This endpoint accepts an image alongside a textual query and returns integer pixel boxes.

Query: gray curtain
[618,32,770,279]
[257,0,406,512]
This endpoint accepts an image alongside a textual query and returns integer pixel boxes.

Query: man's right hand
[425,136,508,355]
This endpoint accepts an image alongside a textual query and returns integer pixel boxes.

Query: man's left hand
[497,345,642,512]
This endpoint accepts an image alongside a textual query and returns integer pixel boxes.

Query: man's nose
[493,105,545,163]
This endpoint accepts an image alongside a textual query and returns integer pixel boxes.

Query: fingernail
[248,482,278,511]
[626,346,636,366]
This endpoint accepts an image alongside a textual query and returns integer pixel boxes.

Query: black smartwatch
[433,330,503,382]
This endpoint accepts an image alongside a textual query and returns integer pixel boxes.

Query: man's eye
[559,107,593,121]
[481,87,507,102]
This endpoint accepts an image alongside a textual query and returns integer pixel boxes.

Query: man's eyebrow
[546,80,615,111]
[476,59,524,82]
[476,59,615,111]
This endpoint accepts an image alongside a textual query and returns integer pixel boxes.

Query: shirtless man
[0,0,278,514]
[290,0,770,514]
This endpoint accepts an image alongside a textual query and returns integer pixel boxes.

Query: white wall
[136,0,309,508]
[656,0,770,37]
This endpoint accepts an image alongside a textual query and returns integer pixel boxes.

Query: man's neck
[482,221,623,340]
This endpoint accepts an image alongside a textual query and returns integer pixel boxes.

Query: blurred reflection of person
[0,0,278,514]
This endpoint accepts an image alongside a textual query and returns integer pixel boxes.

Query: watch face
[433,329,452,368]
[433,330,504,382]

**The request**: Format every line of the material above as a Markdown table with the columns Row and Line. Number the rows in order and skip blank lines.

**Output for this task**:
| Row | Line |
|---|---|
| 1 | This endpoint accepts an image alongside a textual query and returns integer pixel boxes. |
| 2 | Query: gray curtain |
| 3 | [618,32,770,279] |
| 4 | [257,0,406,512] |
| 5 | This endpoint accepts an image alongside a textual query and returns integer pixel boxes. |
| 6 | Query: man's right hand |
| 7 | [425,136,508,355] |
| 8 | This endpoint accepts an image alongside a textual query and returns integer pixel boxes. |
| 9 | Query: man's left hand |
| 10 | [497,345,642,512] |
| 11 | This endpoint accepts an image alongside a textual query and returns integer pixel boxes. |
| 12 | Query: man's nose |
| 13 | [493,105,545,163] |
| 14 | This endpoint accepts an image alongside a textual query and returns integer pixel boxes. |
| 15 | Query: fingernail |
| 16 | [248,482,278,511] |
| 17 | [626,346,636,366] |
| 18 | This endpoint accepts an image alongside a textual query and returns integer pixel boxes. |
| 19 | Query: black smartwatch |
| 20 | [433,330,503,382] |
| 21 | This endpoint accepts an image alongside a textual query and returns integer pixel boxes. |
| 22 | Query: man's eye |
| 23 | [559,107,593,121] |
| 24 | [481,87,507,102] |
| 25 | This endpoint accepts an image alongside a textual query and returns integer pixel boxes. |
| 26 | Query: man's eyebrow |
| 27 | [546,80,615,111] |
| 28 | [476,59,524,82] |
| 29 | [476,59,615,111] |
| 30 | This endpoint accepts an image alongside a textual query and returns integer pixel boxes. |
| 31 | Query: shirtless man |
| 32 | [0,0,278,514] |
| 33 | [290,0,770,514] |
| 34 | This endpoint accepts an image alongside a textual query and returns integer pixel boxes. |
| 35 | Query: white wall |
| 36 | [136,0,309,508] |
| 37 | [656,0,770,37] |
| 38 | This endpoint accepts an image alongside a textual query and returns integer pixel boxes. |
| 39 | Query: man's neck |
| 40 | [482,221,623,340] |
| 41 | This endpoint accepts an image alongside a textual query and returns integer pixel boxes. |
| 42 | Query: blurred reflection of person |
| 43 | [0,0,278,514] |
| 44 | This endpoint accepts an image alongside a textual query and returns integer pixel boxes. |
| 45 | Query: watch face |
| 46 | [433,329,452,368] |
| 47 | [433,330,504,382] |